══ Given information ══

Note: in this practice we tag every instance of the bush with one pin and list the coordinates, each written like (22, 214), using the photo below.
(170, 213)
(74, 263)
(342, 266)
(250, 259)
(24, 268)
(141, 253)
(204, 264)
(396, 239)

═══

Exercise
Change "bush" to "shrub" in the records and give them again, with every other part left as it is.

Written answer
Note: in this practice we tag every instance of the shrub with one pin and list the coordinates, each written like (22, 214), using the photo below.
(170, 213)
(74, 263)
(342, 266)
(250, 259)
(24, 268)
(141, 253)
(204, 264)
(396, 239)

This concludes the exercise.